Stored items
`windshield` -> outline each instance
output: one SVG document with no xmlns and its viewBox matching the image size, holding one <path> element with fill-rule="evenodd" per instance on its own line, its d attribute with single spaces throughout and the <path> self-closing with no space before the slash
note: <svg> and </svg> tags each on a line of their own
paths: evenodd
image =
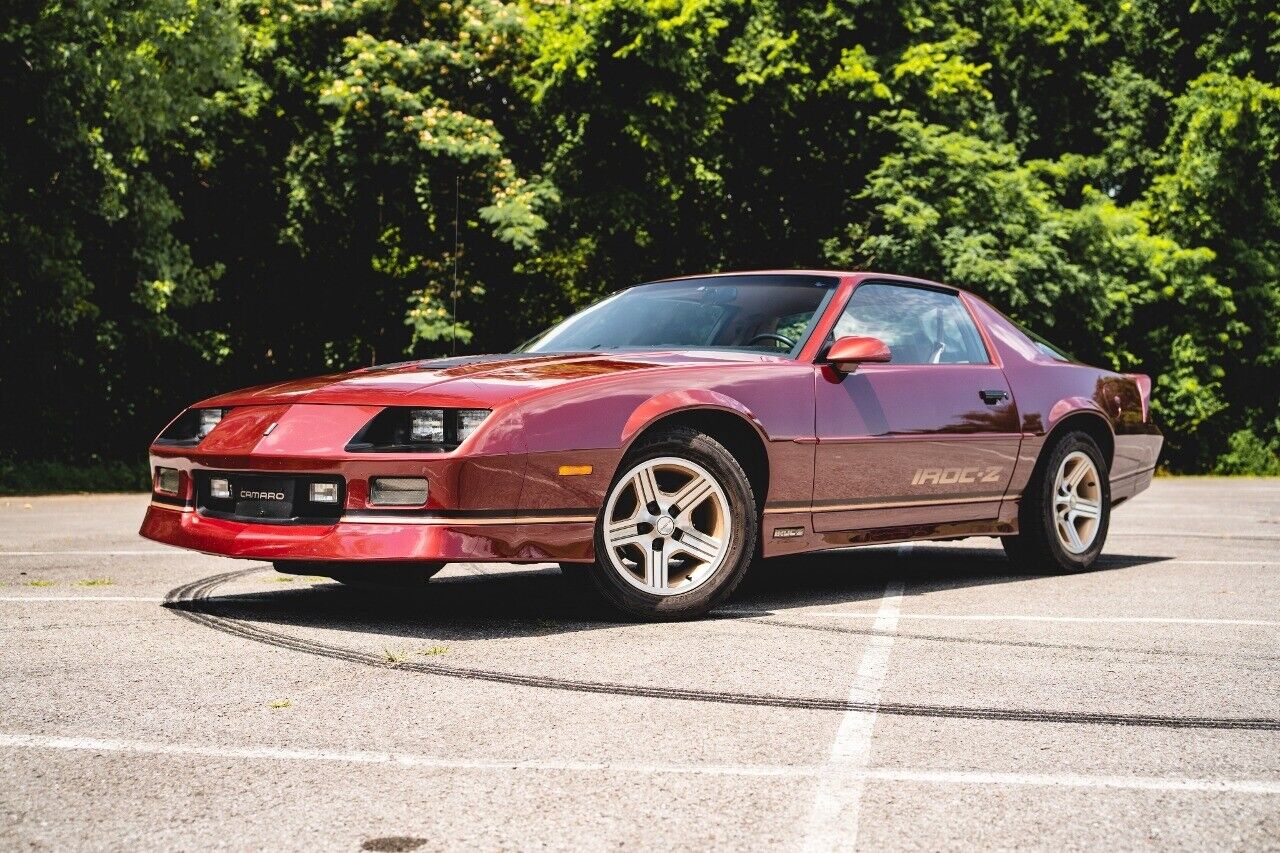
<svg viewBox="0 0 1280 853">
<path fill-rule="evenodd" d="M 806 275 L 642 284 L 579 311 L 517 351 L 738 349 L 795 356 L 835 284 Z"/>
</svg>

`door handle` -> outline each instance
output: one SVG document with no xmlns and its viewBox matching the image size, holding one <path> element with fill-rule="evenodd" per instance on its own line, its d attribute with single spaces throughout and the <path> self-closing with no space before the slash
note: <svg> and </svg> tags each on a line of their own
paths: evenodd
<svg viewBox="0 0 1280 853">
<path fill-rule="evenodd" d="M 1001 391 L 999 388 L 994 388 L 987 391 L 979 391 L 978 396 L 982 398 L 982 402 L 986 403 L 988 406 L 993 406 L 1001 400 L 1009 399 L 1009 392 Z"/>
</svg>

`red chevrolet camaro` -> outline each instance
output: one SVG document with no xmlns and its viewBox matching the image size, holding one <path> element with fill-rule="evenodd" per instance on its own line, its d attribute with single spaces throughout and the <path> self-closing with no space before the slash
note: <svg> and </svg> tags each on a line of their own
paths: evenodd
<svg viewBox="0 0 1280 853">
<path fill-rule="evenodd" d="M 853 545 L 997 536 L 1081 571 L 1151 482 L 1150 394 L 934 282 L 671 279 L 506 355 L 204 400 L 151 446 L 141 533 L 347 583 L 554 561 L 650 619 Z"/>
</svg>

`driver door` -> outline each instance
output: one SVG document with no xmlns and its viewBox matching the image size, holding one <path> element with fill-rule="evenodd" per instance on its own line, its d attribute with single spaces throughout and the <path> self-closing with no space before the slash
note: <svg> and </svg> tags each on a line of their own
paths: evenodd
<svg viewBox="0 0 1280 853">
<path fill-rule="evenodd" d="M 892 359 L 847 375 L 818 369 L 814 531 L 937 532 L 997 518 L 1021 440 L 1018 413 L 959 295 L 861 283 L 833 333 L 847 335 L 881 339 Z"/>
</svg>

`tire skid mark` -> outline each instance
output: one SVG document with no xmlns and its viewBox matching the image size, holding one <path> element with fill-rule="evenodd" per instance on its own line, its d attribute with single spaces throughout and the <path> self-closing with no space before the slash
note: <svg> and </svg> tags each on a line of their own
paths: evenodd
<svg viewBox="0 0 1280 853">
<path fill-rule="evenodd" d="M 744 625 L 768 625 L 776 628 L 788 628 L 797 631 L 813 631 L 821 634 L 857 634 L 864 637 L 874 637 L 880 632 L 874 628 L 845 628 L 839 625 L 814 625 L 809 622 L 796 622 L 791 619 L 777 619 L 772 616 L 756 616 L 738 620 Z M 1170 649 L 1140 649 L 1140 648 L 1122 648 L 1119 646 L 1090 646 L 1081 643 L 1047 643 L 1038 640 L 1001 640 L 992 637 L 957 637 L 949 634 L 910 634 L 903 631 L 895 631 L 894 636 L 899 640 L 919 640 L 927 643 L 965 643 L 977 646 L 1007 646 L 1015 649 L 1052 649 L 1053 651 L 1069 651 L 1069 652 L 1110 652 L 1118 655 L 1132 655 L 1135 657 L 1178 657 L 1178 658 L 1207 658 L 1210 660 L 1229 660 L 1230 655 L 1214 654 L 1212 652 L 1188 652 L 1176 651 Z M 1249 655 L 1250 660 L 1267 660 L 1280 661 L 1280 657 L 1272 657 L 1269 655 Z"/>
<path fill-rule="evenodd" d="M 537 687 L 546 690 L 565 690 L 576 693 L 597 693 L 615 696 L 635 696 L 645 699 L 671 699 L 687 702 L 716 702 L 726 705 L 746 705 L 766 708 L 790 708 L 810 711 L 875 711 L 900 717 L 931 717 L 959 720 L 991 720 L 1019 723 L 1074 723 L 1080 725 L 1136 726 L 1142 728 L 1208 729 L 1234 731 L 1280 731 L 1280 719 L 1266 717 L 1174 717 L 1159 714 L 1113 714 L 1090 711 L 1050 711 L 1016 708 L 980 708 L 959 705 L 919 705 L 899 702 L 859 703 L 843 699 L 822 697 L 779 696 L 767 693 L 733 693 L 717 690 L 694 690 L 680 687 L 659 687 L 640 684 L 618 684 L 607 681 L 580 681 L 541 675 L 522 675 L 499 670 L 449 666 L 425 661 L 388 661 L 383 655 L 374 655 L 329 643 L 306 640 L 276 631 L 269 631 L 238 619 L 215 615 L 207 609 L 210 594 L 218 587 L 263 571 L 261 567 L 240 569 L 234 572 L 211 575 L 177 587 L 165 596 L 164 605 L 179 616 L 215 631 L 263 643 L 276 648 L 289 649 L 333 660 L 358 663 L 378 669 L 394 669 L 436 675 L 445 678 L 462 678 L 518 687 Z"/>
</svg>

Task:
Each line that contains the string "door" should be copied from the data above.

Expected answer:
`door handle` -> outline each instance
`driver door` -> outline each instance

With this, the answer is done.